Recorded data:
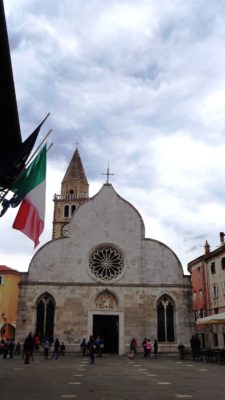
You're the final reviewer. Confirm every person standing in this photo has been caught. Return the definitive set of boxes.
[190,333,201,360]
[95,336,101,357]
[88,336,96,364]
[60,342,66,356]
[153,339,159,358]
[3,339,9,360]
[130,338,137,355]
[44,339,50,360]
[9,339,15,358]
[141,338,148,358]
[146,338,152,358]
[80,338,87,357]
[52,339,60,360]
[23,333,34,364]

Aim:
Swap "final reviewer" for "last checker" in the rows and reproduce them with every other character unchanged. Omit the pictures.

Solution to the exercise:
You're the last checker. Confirm every person standing in this photo has been caught. Return the definitive set of boxes.
[190,333,201,360]
[95,336,101,357]
[88,336,96,364]
[60,342,66,356]
[153,339,159,358]
[3,339,9,360]
[130,338,137,355]
[44,339,50,360]
[9,339,15,358]
[141,338,148,358]
[146,338,152,358]
[80,338,87,357]
[52,339,60,360]
[23,333,34,364]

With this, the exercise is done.